** Source text **
--- START ---

The issue: Rush skeletonweed
Rush skeletonweed (Chondrilla juncea) is a taprooted, simple perennial that can grow to four feet tall. It is very difficult to control once it gets established.
In the first year, rush skeletonweed forms a rosette that looks much like a dandelion. The stems, usually one per rosette, are green, mostly leafless, and have many branches with flower clusters
Rush skeletonweed thrive in our high desert area and most often is found in sagebrush and scablands.
Rush skeletonweed reproduces by seed and lateral roots. Seeds have a pappus (tuft of hair) and are distributed by the wind. It may grow from root fragments that are four feet deep. Most germination occurs early spring, but there is also some summer germination. Average seed production is 15,000 seeds per plant.
Integrated pest management options:
· Prevention: Feed weed-free hay; keep ditch banks free of seed-producing plants; clean equipment; use weed-free seeds.
· Mechanical: Repeated mowing before flowering; repeated removal of top growth at least every 21 days to reduce root reserves; bag and discard any flowering parts.

--- END ---

** Data shown **

--- START ---

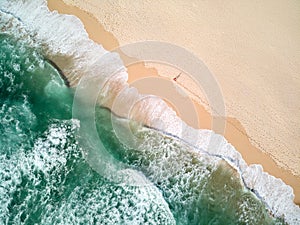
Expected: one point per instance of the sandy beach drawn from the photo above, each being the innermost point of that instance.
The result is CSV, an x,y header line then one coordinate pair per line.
x,y
255,61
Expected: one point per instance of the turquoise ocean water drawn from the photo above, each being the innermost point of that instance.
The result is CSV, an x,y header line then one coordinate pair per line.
x,y
47,178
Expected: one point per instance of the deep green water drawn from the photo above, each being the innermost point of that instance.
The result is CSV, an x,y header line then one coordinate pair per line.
x,y
45,177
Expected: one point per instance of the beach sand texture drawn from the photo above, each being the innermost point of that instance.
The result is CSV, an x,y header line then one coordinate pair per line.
x,y
254,58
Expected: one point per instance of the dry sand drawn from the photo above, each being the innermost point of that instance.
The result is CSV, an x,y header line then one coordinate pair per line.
x,y
260,84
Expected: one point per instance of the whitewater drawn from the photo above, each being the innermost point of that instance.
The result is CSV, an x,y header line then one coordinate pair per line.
x,y
172,174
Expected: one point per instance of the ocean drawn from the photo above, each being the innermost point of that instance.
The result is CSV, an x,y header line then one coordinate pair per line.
x,y
67,158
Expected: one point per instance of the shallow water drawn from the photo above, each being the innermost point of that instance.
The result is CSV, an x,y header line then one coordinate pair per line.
x,y
47,178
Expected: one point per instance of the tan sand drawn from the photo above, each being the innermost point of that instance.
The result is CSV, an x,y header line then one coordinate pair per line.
x,y
234,133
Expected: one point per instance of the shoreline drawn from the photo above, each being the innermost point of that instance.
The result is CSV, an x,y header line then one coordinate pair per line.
x,y
234,133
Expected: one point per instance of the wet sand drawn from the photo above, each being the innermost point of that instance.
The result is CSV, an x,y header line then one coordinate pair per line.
x,y
234,132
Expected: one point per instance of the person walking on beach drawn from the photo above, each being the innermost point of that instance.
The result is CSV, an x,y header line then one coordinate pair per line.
x,y
175,78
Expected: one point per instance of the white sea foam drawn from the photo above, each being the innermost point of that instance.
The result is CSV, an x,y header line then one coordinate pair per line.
x,y
64,37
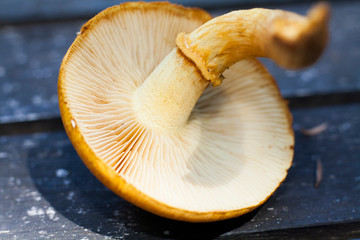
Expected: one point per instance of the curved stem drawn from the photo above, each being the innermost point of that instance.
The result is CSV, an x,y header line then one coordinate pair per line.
x,y
291,40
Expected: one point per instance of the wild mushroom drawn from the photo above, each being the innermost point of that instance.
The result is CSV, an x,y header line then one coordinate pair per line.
x,y
141,116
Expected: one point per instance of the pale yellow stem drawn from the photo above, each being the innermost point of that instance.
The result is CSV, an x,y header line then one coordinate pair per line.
x,y
291,40
169,94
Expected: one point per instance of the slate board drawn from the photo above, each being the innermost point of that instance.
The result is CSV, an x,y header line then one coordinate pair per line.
x,y
46,191
31,55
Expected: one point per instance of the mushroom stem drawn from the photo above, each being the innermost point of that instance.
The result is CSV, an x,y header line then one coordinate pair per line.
x,y
291,40
169,94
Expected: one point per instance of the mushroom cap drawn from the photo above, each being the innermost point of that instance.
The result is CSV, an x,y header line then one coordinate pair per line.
x,y
228,159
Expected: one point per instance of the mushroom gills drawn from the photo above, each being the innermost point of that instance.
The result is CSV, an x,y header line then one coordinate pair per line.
x,y
146,112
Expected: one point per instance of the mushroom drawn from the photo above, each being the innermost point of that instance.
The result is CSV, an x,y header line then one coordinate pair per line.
x,y
137,104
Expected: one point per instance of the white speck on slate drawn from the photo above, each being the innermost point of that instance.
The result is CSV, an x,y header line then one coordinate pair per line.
x,y
34,211
67,182
73,123
29,143
70,195
62,173
51,214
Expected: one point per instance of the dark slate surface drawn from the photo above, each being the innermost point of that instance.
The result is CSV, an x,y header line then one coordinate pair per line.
x,y
31,55
46,191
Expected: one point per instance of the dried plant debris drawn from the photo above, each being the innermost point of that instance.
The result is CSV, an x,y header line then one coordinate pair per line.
x,y
314,130
319,173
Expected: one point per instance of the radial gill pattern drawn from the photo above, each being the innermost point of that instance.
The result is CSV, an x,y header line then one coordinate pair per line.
x,y
235,145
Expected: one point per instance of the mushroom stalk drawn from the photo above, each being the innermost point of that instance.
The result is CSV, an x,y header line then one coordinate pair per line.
x,y
169,94
291,40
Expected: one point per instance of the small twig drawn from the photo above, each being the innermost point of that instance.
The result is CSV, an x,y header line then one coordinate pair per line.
x,y
319,171
315,130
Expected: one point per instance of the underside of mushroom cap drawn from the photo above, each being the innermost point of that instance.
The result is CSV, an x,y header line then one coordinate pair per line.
x,y
229,157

--- END ---

** Questions on the material **
(a) In the rush skeletonweed text, what is the stated purpose of removing the top growth at least every 21 days?
(b) Continue the rush skeletonweed text from the point where it stops.
The records have no role in this work.

** Numbered answers **
(a) Repeatedly removing the top growth at least every 21 days reduces the plant's root reserves.

(b)
· Cultural: Manage land to improve competitiveness of beneficial plants; don’t overgraze pastures and rangeland
· Biological: Sheep and goats will graze, but not when plants have seeds; approved gall midge, gall mite, root moth and rust help.
· Chemical: Apply herbicides to rosette in spring or fall. Be sure the target weed and crop or landscape situations are listed on the product label. Always read and follow herbicide label directions.
Rush skeletonweed seeds only remain viable for up to 18 months in field conditions, but once populations are established most reproduction occurs from the roots which are difficult to kill—a long-term program is essential. Combine different IPM options over a period of years to help improve the effectiveness of your efforts.